§ **Work instructions**:
Print, please, the line that contains "--target office building" and each line after it to the end of the entries, unchanged and with nothing else.

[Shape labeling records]
..............................
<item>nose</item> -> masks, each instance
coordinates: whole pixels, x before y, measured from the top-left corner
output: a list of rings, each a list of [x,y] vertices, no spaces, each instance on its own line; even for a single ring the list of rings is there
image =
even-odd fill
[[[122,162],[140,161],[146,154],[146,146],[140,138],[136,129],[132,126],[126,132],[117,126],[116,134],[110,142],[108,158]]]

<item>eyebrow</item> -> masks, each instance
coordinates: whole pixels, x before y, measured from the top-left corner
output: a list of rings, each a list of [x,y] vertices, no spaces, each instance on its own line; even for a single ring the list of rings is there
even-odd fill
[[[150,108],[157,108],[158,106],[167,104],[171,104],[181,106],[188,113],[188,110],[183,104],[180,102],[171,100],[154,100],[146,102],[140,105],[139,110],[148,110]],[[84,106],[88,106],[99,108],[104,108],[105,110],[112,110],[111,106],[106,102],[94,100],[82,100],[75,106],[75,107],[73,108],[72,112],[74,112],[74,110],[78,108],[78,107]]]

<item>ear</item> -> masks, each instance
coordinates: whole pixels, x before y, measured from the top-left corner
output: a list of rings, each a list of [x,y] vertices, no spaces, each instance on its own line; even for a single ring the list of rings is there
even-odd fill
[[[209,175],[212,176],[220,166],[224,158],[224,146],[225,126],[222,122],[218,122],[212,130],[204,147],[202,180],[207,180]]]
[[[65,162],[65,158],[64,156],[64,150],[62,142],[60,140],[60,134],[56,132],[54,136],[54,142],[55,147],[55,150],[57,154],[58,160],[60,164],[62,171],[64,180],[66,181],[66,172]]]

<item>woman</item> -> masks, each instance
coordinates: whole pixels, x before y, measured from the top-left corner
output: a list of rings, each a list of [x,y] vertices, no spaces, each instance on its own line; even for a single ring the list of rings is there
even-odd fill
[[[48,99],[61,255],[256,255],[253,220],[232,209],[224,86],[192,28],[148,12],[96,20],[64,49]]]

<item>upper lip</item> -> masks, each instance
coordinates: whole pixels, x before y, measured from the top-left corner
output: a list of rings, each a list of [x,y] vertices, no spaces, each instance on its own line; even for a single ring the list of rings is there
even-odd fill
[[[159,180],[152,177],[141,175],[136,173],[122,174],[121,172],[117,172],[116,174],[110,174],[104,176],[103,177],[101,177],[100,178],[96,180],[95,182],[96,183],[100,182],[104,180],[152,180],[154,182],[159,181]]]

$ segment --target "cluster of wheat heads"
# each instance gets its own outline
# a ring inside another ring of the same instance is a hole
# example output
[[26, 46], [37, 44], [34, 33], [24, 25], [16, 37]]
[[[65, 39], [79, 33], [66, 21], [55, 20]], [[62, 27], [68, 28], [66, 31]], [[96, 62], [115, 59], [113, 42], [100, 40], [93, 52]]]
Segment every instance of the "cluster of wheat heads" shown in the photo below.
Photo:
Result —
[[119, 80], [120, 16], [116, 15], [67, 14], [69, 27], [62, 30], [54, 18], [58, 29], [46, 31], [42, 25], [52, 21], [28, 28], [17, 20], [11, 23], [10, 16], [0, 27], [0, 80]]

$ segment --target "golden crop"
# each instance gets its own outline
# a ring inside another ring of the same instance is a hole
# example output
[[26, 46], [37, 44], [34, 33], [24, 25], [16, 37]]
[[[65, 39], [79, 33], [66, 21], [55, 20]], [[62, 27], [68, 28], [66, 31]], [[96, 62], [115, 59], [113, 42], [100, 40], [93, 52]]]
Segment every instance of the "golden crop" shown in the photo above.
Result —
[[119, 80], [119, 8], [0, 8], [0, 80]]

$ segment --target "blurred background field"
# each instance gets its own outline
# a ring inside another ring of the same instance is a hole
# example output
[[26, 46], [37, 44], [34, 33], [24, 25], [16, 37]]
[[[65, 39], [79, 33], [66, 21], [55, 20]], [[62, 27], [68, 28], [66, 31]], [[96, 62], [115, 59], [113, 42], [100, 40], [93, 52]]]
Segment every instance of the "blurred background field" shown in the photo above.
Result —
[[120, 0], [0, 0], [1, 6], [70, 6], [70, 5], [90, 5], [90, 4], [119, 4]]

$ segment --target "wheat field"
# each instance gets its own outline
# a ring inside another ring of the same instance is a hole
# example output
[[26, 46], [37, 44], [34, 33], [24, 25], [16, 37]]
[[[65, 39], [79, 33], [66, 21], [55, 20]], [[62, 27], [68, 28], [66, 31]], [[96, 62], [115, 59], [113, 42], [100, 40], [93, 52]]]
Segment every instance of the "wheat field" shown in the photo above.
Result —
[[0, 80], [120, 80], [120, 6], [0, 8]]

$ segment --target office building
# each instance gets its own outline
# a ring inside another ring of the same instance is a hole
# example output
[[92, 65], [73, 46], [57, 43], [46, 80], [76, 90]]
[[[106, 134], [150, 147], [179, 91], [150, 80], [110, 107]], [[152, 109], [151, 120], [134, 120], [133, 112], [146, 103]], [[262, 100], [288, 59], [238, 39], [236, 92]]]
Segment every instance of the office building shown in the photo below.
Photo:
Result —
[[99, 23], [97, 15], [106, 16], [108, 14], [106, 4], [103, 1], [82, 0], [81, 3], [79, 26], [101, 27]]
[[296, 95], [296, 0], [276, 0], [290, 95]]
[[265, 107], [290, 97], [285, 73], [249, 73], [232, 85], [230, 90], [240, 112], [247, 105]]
..............................
§ **Finished task**:
$ segment --target office building
# each instance gets its own outline
# a ring inside another ring of the same instance is a hole
# example output
[[92, 65], [73, 46], [57, 43], [46, 80], [76, 90]]
[[[106, 134], [150, 147], [179, 91], [150, 80], [110, 107]], [[152, 109], [151, 120], [134, 120], [133, 112], [146, 103]], [[262, 100], [288, 59], [238, 39], [236, 92]]]
Segment every instance of the office building shown in the photo below.
Photo:
Result —
[[99, 23], [97, 15], [106, 16], [108, 14], [106, 4], [103, 1], [82, 0], [81, 3], [79, 26], [101, 27]]
[[296, 95], [296, 0], [276, 0], [290, 95]]
[[265, 107], [290, 97], [285, 73], [249, 73], [232, 85], [230, 90], [240, 112], [247, 105]]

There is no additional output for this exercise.